* To be done:
Please list every line of the entries below that contains the string "target", matching case exactly.

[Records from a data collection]
—————

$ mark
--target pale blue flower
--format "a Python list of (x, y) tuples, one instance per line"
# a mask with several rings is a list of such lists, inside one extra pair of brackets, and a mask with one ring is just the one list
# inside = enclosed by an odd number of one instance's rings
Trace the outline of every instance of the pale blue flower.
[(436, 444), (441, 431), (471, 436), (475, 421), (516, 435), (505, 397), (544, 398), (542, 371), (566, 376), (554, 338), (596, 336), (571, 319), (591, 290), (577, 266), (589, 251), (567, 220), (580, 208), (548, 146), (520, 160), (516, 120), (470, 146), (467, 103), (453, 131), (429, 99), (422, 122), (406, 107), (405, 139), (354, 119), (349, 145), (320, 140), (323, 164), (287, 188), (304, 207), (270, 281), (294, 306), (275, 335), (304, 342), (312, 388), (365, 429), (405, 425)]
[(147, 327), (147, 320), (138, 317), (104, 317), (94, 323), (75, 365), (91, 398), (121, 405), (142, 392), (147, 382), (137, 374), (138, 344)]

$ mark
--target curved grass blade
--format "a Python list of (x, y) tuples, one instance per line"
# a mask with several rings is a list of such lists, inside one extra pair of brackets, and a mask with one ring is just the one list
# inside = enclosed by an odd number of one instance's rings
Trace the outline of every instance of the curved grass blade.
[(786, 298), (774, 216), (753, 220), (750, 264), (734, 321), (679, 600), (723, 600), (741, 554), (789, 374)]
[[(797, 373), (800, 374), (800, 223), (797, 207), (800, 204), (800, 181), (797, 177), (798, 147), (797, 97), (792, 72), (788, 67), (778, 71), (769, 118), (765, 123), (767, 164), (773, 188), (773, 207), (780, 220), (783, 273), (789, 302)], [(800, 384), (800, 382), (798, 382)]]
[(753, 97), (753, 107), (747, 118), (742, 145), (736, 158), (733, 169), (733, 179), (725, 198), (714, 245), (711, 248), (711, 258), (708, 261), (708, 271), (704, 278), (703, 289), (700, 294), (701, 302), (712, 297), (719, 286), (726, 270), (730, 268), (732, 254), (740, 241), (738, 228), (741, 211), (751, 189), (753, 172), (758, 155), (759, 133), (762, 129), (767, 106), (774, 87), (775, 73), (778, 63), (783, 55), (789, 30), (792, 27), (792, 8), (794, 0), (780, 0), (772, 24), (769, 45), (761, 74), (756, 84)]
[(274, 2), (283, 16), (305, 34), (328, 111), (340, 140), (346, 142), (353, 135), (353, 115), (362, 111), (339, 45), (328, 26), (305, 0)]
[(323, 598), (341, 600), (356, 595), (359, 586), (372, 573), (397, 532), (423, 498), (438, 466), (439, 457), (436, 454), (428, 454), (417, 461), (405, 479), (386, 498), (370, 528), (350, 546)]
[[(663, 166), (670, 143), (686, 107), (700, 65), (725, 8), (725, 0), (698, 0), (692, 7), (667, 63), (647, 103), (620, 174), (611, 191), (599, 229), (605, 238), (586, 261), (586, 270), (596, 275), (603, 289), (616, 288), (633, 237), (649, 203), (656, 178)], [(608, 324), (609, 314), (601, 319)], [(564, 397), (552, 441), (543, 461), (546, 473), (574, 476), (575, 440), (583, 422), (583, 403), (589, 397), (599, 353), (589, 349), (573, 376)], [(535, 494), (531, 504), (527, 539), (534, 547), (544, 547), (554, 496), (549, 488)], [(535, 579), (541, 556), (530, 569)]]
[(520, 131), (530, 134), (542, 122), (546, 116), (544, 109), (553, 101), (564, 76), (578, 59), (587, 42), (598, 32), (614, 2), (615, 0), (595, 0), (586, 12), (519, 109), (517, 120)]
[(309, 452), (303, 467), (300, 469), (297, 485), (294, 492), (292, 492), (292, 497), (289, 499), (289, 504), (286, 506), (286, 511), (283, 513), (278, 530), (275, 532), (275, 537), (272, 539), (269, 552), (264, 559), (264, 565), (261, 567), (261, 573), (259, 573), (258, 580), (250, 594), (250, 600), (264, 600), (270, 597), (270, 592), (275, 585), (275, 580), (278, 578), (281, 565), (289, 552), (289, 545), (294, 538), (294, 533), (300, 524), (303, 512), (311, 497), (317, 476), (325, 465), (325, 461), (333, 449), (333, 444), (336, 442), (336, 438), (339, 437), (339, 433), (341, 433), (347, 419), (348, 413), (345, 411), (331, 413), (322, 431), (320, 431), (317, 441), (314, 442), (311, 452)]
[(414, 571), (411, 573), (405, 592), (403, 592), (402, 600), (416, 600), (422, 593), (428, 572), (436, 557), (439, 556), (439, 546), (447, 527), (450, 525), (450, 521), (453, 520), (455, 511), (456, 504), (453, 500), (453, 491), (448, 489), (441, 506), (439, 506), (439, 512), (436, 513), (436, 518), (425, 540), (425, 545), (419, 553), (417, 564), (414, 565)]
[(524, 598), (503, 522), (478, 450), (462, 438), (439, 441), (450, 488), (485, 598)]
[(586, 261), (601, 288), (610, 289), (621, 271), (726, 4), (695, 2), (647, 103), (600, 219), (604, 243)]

—————

* Exercise solution:
--target pale blue flower
--target curved grass blade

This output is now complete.